INPUT RECORDS:
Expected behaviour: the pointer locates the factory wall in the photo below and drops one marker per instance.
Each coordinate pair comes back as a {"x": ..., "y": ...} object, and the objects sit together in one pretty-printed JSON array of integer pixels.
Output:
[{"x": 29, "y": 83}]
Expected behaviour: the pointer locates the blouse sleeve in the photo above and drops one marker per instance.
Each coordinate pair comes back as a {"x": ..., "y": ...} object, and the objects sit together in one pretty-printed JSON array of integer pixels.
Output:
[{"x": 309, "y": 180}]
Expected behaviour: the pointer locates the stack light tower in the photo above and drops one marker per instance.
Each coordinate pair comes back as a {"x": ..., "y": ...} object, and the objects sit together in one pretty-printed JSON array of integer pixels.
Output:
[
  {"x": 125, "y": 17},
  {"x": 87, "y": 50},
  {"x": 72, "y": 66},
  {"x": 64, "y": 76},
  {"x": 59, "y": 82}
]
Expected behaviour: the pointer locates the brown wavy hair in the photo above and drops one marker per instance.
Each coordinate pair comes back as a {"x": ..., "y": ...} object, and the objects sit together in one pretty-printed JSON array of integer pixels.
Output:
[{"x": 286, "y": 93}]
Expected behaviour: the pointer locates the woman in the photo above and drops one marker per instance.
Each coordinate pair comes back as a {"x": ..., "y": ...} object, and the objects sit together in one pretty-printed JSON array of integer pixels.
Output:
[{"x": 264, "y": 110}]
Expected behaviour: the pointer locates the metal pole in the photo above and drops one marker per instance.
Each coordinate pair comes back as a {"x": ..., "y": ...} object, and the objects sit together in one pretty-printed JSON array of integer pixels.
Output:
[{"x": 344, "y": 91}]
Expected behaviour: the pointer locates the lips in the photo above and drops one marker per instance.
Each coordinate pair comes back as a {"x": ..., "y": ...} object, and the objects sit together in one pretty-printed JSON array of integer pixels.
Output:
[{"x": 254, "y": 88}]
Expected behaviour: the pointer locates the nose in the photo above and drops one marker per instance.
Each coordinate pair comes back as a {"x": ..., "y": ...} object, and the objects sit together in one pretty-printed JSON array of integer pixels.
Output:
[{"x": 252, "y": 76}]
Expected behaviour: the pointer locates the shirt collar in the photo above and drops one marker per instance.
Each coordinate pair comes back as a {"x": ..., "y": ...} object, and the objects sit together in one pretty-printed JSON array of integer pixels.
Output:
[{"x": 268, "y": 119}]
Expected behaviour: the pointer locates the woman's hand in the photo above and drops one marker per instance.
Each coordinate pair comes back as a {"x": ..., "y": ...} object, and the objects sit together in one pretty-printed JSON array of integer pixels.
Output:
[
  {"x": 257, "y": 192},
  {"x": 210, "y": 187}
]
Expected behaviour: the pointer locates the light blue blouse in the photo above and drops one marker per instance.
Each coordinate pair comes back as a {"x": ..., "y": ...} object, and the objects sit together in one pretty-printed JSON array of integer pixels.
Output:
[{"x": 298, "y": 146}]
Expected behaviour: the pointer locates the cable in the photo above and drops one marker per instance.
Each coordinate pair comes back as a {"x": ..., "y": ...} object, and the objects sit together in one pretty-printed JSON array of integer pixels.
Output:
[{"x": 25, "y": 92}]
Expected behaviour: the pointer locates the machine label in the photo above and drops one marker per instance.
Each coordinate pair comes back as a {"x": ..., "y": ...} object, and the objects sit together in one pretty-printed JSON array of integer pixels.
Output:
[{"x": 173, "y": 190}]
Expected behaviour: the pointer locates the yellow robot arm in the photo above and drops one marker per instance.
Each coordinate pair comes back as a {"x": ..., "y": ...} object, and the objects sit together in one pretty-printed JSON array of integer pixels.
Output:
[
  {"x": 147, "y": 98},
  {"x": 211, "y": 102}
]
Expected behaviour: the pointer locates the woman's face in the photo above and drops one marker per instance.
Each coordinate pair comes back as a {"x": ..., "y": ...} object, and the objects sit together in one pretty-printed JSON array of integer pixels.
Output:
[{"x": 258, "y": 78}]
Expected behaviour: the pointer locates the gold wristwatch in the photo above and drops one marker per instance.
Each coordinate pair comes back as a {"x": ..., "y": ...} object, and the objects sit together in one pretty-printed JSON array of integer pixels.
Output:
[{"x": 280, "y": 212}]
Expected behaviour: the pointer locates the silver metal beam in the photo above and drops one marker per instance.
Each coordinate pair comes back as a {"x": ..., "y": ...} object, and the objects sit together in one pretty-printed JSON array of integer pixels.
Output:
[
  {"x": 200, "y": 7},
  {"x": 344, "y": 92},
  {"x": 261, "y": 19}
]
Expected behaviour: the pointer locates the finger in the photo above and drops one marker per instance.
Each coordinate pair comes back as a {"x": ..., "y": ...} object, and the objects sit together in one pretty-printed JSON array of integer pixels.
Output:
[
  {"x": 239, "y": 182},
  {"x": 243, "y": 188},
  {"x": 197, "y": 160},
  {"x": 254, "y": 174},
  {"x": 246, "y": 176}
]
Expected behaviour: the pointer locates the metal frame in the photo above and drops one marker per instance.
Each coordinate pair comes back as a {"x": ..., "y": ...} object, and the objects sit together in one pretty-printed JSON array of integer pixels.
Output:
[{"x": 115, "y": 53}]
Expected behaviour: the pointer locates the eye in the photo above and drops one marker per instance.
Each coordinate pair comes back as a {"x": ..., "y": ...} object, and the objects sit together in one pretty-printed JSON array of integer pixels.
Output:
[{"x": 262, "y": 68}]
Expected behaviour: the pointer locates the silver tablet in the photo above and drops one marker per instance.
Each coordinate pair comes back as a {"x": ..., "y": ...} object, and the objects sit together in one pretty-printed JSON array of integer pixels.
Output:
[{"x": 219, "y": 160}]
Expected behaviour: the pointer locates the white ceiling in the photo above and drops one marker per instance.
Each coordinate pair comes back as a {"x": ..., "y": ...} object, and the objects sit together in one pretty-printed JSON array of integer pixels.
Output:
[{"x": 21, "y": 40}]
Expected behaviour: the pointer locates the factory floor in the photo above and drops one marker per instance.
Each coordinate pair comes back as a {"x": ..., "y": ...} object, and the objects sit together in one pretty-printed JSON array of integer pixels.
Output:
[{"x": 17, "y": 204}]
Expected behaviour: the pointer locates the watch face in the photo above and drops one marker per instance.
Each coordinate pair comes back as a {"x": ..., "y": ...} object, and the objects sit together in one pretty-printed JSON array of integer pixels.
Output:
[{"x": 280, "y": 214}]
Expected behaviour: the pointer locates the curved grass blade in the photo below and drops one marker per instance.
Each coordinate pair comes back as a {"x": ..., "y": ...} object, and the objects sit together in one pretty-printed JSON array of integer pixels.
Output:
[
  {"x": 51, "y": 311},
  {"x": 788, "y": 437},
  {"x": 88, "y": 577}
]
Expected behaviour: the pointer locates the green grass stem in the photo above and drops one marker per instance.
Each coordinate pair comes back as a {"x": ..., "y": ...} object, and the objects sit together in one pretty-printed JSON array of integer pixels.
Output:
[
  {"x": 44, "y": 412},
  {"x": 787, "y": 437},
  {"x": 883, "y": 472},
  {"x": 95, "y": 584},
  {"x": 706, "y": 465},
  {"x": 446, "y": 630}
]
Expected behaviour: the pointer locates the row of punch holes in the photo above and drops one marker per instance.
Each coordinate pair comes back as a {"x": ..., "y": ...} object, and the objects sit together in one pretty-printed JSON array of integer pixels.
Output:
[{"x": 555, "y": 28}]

AIM: Copy out the records word for word, starting at the line that contains "Expected behaviour: the pointer locates the curved" and continuing through the end of the records, with that line included.

FULL SOLUTION:
Expected behaviour: the pointer locates the curved grass blade in the photo below and drops one marker per instance.
Each coordinate pair comes back as a {"x": ..., "y": ...} object, and the objects sit together in one pretty-printed JSON array of integer pixels.
Output:
[
  {"x": 51, "y": 311},
  {"x": 788, "y": 437},
  {"x": 88, "y": 577}
]
Expected behaviour: the pointer locates the green grass stem in the photo above and drops one marker per instance.
Each coordinate pair comes back as a {"x": ..., "y": ...} object, and the objects sit together in one pretty-printed JSON array of integer pixels.
Output:
[
  {"x": 44, "y": 412},
  {"x": 787, "y": 437},
  {"x": 883, "y": 472},
  {"x": 95, "y": 584},
  {"x": 706, "y": 465},
  {"x": 446, "y": 630}
]
Expected behaviour: the pointer locates the row of punch holes in the photo above and drops one marker per instance.
Each coordinate pair comes back as a {"x": ..., "y": ...} object, and the objects sit together in one pretty-printed JSON array of integer pixels.
Output:
[{"x": 555, "y": 28}]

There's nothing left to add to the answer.